Image point annotation entries
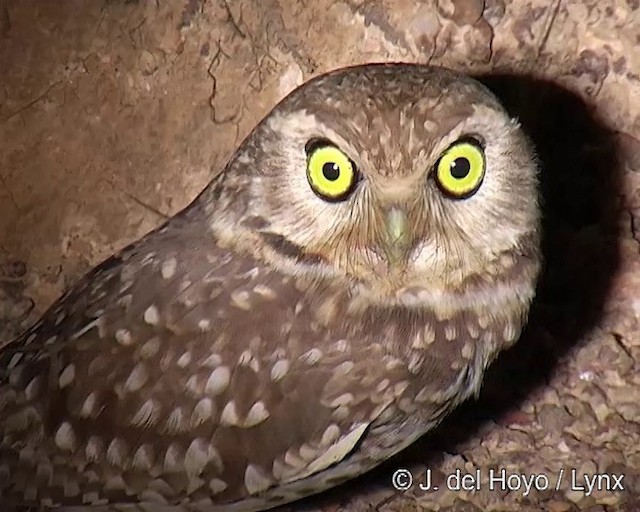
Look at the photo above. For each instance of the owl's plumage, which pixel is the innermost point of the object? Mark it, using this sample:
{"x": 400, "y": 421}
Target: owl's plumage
{"x": 267, "y": 343}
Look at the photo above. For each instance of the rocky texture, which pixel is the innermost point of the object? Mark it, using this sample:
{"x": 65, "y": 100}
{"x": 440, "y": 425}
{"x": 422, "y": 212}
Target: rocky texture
{"x": 114, "y": 114}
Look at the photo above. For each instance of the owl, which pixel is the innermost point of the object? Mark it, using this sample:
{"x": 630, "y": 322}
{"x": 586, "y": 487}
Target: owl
{"x": 331, "y": 295}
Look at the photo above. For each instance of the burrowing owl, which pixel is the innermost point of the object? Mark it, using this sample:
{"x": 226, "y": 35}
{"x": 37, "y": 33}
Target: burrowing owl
{"x": 328, "y": 298}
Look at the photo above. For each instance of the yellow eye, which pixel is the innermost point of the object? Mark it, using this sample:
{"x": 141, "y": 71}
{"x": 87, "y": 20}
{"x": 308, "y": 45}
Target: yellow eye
{"x": 460, "y": 170}
{"x": 331, "y": 174}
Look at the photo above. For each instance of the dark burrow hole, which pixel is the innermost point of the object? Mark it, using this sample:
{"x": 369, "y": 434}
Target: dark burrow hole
{"x": 580, "y": 187}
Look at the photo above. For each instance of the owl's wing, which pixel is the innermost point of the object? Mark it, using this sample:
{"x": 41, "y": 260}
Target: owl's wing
{"x": 180, "y": 371}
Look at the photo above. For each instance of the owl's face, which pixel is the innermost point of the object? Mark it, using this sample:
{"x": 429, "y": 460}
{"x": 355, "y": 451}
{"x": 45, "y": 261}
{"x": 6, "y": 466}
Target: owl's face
{"x": 396, "y": 178}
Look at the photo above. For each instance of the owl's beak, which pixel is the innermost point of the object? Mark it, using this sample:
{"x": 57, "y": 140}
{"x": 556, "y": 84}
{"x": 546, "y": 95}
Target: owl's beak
{"x": 397, "y": 236}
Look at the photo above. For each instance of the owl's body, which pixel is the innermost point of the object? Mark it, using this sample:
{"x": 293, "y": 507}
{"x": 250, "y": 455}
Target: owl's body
{"x": 278, "y": 337}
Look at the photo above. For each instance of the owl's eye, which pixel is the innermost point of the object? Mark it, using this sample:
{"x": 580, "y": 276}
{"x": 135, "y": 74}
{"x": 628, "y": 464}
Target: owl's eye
{"x": 460, "y": 170}
{"x": 331, "y": 174}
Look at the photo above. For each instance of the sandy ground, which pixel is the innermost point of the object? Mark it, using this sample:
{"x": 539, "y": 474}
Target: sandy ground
{"x": 115, "y": 114}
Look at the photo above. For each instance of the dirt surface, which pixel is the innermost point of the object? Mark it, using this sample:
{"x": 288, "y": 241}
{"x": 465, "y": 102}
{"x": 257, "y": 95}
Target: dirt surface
{"x": 115, "y": 114}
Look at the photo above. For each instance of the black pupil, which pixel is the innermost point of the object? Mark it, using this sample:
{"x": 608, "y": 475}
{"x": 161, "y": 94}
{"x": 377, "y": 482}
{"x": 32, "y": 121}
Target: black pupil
{"x": 331, "y": 171}
{"x": 460, "y": 167}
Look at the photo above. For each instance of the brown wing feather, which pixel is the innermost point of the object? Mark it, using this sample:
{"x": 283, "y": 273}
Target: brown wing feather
{"x": 179, "y": 371}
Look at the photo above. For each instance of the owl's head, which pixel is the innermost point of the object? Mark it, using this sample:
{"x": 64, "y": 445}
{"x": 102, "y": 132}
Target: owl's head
{"x": 396, "y": 176}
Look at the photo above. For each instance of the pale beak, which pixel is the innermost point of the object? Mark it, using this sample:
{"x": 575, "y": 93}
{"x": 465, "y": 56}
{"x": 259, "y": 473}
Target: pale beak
{"x": 397, "y": 237}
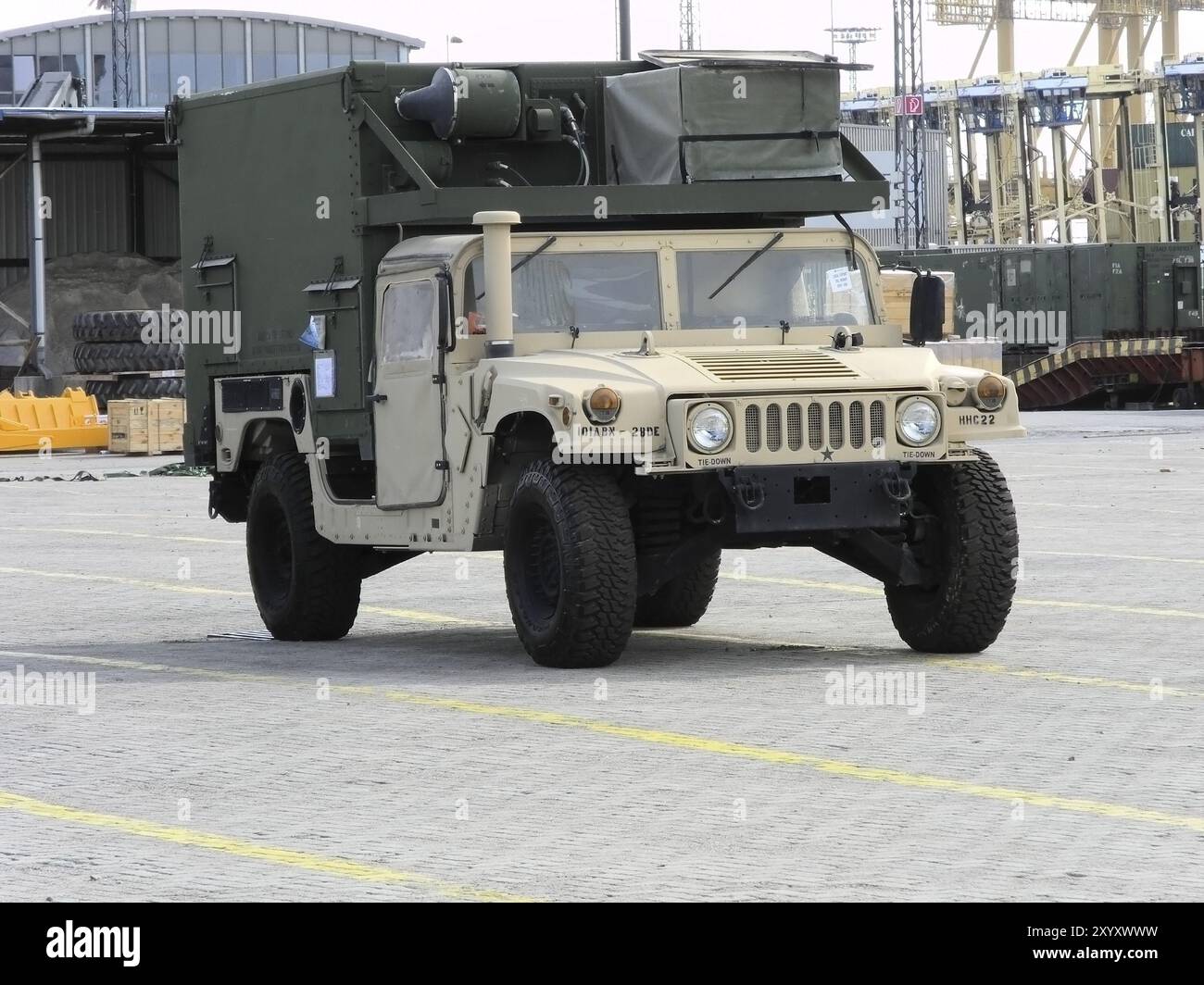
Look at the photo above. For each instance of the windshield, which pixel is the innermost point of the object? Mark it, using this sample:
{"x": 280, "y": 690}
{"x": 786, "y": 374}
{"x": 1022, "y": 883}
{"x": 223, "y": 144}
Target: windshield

**To be done:** Print the complete listing exactly, apart from any pictures.

**Output of the task:**
Look at the photo above. For each instance of the owl's plumage, which pixel is the innermost point of the object? Mark it, using this sample:
{"x": 400, "y": 421}
Target: owl's plumage
{"x": 267, "y": 343}
Look at the photo above. For each instance of the rocky texture, which pixel is the innermost point of the object? Mark it, using this sample:
{"x": 65, "y": 100}
{"x": 440, "y": 425}
{"x": 422, "y": 212}
Target: rocky texture
{"x": 114, "y": 114}
Look at the photo above. For each instance of the owl, which pixel is the innermost point of the object? Mark it, using this sample:
{"x": 630, "y": 322}
{"x": 586, "y": 487}
Target: owl
{"x": 331, "y": 295}
Look at the photo above. For each instance of the burrowing owl, which pixel is the innermost point of the object? Mark it, using this sample:
{"x": 226, "y": 35}
{"x": 37, "y": 33}
Target: burrowing owl
{"x": 328, "y": 298}
Look at the photo above. For each instance of the yellow eye, which pixel is the innermost point of the object? Mark it, using this sample:
{"x": 141, "y": 71}
{"x": 87, "y": 20}
{"x": 308, "y": 45}
Target: yellow eye
{"x": 460, "y": 170}
{"x": 331, "y": 174}
Look at the photo above. For each instance of the dark burrow hole, which pixel is the innermost point of the object? Mark it, using this sample:
{"x": 369, "y": 434}
Target: dark burrow hole
{"x": 580, "y": 187}
Look at the photo above. For each instance of the owl's wing, which pixel is the innermost point of the object? Mark it, using this sample:
{"x": 41, "y": 260}
Target: owl's wing
{"x": 180, "y": 371}
Look at the photo above. For each instance of the owl's face, which pixel is the innermost point of the object? Mark it, using this sample:
{"x": 429, "y": 460}
{"x": 355, "y": 451}
{"x": 45, "y": 261}
{"x": 6, "y": 466}
Target: owl's face
{"x": 396, "y": 178}
Look at the photo above. For each instance of the owl's beak, which pixel is the innermost point of the object? Mark it, using this sample:
{"x": 57, "y": 140}
{"x": 556, "y": 84}
{"x": 546, "y": 95}
Target: owl's beak
{"x": 397, "y": 236}
Look at the photo above. For each instance of the owl's body, which pixel is the innermost point of the object? Mark it, using this sample:
{"x": 293, "y": 507}
{"x": 250, "y": 455}
Target: owl's body
{"x": 278, "y": 337}
Look at the photo above. For each instance of the owl's eye, which pixel is the innermost point of the object? Mark it, using this sample:
{"x": 580, "y": 276}
{"x": 135, "y": 74}
{"x": 628, "y": 464}
Target: owl's eye
{"x": 460, "y": 170}
{"x": 331, "y": 174}
Look at the photo above. For each instance of the sandy ground, which pixel is the innermost point of the object? Mark it, using this sample:
{"x": 539, "y": 474}
Target: sandy ground
{"x": 115, "y": 114}
Look at the photo above. For each instance of the dirt surface, which pixel is the innermost point of the object? Mark it, using this sample:
{"x": 288, "y": 241}
{"x": 465, "y": 102}
{"x": 257, "y": 95}
Target: dirt surface
{"x": 115, "y": 114}
Look at the photo above. For each instance of the black pupil, which pixel is the innermost point of the object? Mark it, using this sample:
{"x": 608, "y": 475}
{"x": 161, "y": 94}
{"x": 377, "y": 482}
{"x": 32, "y": 121}
Target: black pupil
{"x": 331, "y": 171}
{"x": 460, "y": 167}
Look at the photo above. For each instance of the brown wing feather, which pixel is the innermost point of the object? Mark it, using this sample:
{"x": 283, "y": 273}
Target: brown wing feather
{"x": 179, "y": 371}
Look at the photo above. For each instance of the owl's head, which pixel is the innermost point of the object? Mark it, using this sample:
{"x": 64, "y": 445}
{"x": 102, "y": 132}
Target: owl's head
{"x": 396, "y": 176}
Look at the photo above. For each instance of the pale beak, which pixel is the innermost point of the object? Mark it, using this sample:
{"x": 575, "y": 93}
{"x": 465, "y": 56}
{"x": 259, "y": 473}
Target: pale beak
{"x": 397, "y": 237}
Look at the photo above. For each instance of the windshield, which pixel is the innermost point of the object? Mark it, using this sample:
{"x": 280, "y": 690}
{"x": 786, "y": 374}
{"x": 1022, "y": 883}
{"x": 223, "y": 144}
Target: windshield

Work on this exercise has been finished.